▸ **SOURCE**:
■ ■ ■ ■ ■
Answer I'd like to think I was well-trained. And this was a brand new frontier - new vineyards, new growers, brand new equipment and a staff with limited experience making still wines. This facility was designed to produce a large quantity of sparkling wine, so professionally and emotionally, it was a big turnaround for the people here. They may have been bewildered, but they performed admirably and exuberantly.

Question Was it fun to design your own facility?
Answer It really was exciting. We set it up to give ourselves lots of winemaking choices. We made a big commitment to Carneros Pinot Noir, so we installed 17 open-top fermenters for high quality Pinot Noir production, for excellent tannin management. And we added closed-top tanks for Cabernet Sauvignon, Merlot and other reds. We had to reconfigure an efficient mid-size sparkling wine facility to accommodate a multitude of small lots of still wine from multiple appellations.


Question And all the time you were installing equipment, you were trying to secure the best possible grapes?
■ ■ ■ ■ ■
▸ **GIVEN REQUEST 1**: Please reproduce the winemaking interview from "Question Was it" up to and including "from multiple appellations.", changing "Pinot Noir" to "Syrah" throughout.
▸ **GIVEN REQUEST 2**: Name every grape variety mentioned in the winemaking interview.
These rows play no part in any of this.

▸ **Image region outline rows**:
■ ■ ■ ■ ■
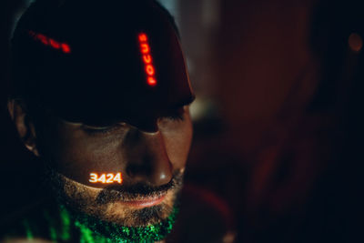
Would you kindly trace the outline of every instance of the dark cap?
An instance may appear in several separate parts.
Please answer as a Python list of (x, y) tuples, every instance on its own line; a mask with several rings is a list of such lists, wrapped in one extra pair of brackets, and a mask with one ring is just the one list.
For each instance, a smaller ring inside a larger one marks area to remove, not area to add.
[(153, 118), (193, 96), (177, 28), (155, 1), (37, 1), (13, 59), (21, 96), (71, 122)]

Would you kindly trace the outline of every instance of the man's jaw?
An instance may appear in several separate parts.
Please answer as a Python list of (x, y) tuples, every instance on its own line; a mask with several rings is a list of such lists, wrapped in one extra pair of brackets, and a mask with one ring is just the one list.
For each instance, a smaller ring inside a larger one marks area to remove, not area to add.
[[(127, 227), (144, 227), (166, 219), (173, 211), (176, 196), (182, 187), (182, 171), (167, 185), (147, 185), (97, 188), (72, 180), (57, 172), (58, 198), (76, 211), (101, 220)], [(55, 179), (56, 177), (56, 179)]]

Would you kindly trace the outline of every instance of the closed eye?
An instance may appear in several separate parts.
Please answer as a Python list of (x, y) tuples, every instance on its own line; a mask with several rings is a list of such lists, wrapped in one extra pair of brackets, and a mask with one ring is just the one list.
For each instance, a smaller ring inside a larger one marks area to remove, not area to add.
[(173, 121), (184, 121), (185, 120), (185, 106), (181, 106), (177, 109), (173, 109), (162, 114), (162, 118), (167, 118)]
[(86, 132), (87, 134), (94, 135), (94, 134), (108, 134), (114, 130), (120, 128), (122, 125), (120, 124), (114, 124), (110, 126), (89, 126), (89, 125), (82, 125), (81, 128)]

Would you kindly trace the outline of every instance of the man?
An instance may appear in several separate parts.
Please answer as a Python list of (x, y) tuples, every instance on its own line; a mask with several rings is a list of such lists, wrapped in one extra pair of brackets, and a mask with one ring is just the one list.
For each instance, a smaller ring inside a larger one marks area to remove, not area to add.
[(12, 56), (9, 113), (53, 194), (7, 222), (5, 238), (163, 240), (194, 99), (168, 13), (152, 0), (38, 0)]

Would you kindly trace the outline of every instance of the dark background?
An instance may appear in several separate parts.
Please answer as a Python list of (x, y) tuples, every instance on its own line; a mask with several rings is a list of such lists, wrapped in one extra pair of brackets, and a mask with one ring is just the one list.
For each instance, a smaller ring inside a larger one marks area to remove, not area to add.
[[(161, 2), (180, 27), (197, 95), (187, 190), (223, 225), (205, 242), (230, 242), (227, 232), (236, 242), (364, 242), (360, 1)], [(8, 38), (25, 5), (0, 4), (3, 211), (41, 193), (5, 112)], [(197, 224), (209, 232), (201, 220), (182, 231), (198, 238)]]

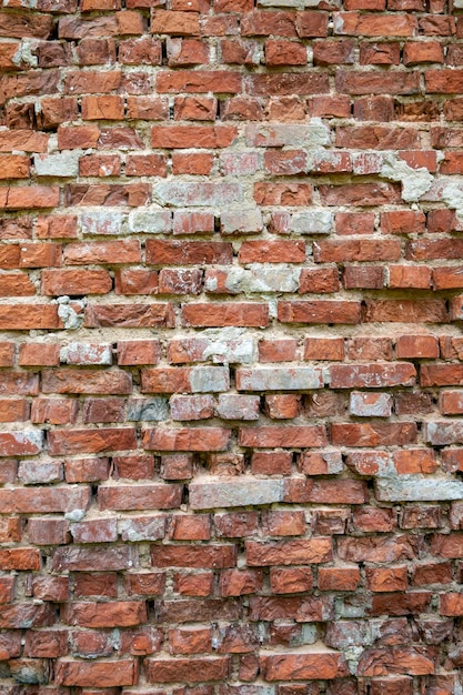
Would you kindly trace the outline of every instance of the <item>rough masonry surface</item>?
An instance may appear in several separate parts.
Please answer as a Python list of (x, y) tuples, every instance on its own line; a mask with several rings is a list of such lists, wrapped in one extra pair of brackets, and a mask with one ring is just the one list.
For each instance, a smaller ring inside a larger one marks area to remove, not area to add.
[(462, 40), (2, 1), (0, 695), (463, 694)]

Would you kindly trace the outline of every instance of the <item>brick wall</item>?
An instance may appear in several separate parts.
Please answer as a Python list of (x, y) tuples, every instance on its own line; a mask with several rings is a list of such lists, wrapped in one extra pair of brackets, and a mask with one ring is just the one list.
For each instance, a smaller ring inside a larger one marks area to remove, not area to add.
[(3, 0), (0, 695), (456, 695), (462, 0)]

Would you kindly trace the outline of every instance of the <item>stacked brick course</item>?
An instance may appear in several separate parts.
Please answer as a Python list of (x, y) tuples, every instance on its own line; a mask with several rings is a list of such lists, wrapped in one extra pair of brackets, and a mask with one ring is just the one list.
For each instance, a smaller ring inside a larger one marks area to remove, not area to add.
[(463, 1), (3, 0), (0, 694), (463, 692)]

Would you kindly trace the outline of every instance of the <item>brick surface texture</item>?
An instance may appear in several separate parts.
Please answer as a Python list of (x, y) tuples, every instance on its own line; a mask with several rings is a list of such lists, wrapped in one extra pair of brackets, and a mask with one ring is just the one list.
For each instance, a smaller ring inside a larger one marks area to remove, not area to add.
[(463, 0), (2, 0), (0, 695), (463, 692)]

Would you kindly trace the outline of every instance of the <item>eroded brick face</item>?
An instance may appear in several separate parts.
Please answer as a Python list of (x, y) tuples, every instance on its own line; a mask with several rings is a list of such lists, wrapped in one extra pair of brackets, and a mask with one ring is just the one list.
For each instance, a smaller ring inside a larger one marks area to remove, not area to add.
[(457, 695), (463, 0), (4, 0), (1, 695)]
■ ■ ■ ■ ■
▸ **EXPECTED ANSWER 1**:
Question Was it fun to design your own facility?
Answer It really was exciting. We set it up to give ourselves lots of winemaking choices. We made a big commitment to Carneros Syrah, so we installed 17 open-top fermenters for high quality Syrah production, for excellent tannin management. And we added closed-top tanks for Cabernet Sauvignon, Merlot and other reds. We had to reconfigure an efficient mid-size sparkling wine facility to accommodate a multitude of small lots of still wine from multiple appellations.

▸ **EXPECTED ANSWER 2**: Pinot Noir, Cabernet Sauvignon, Merlot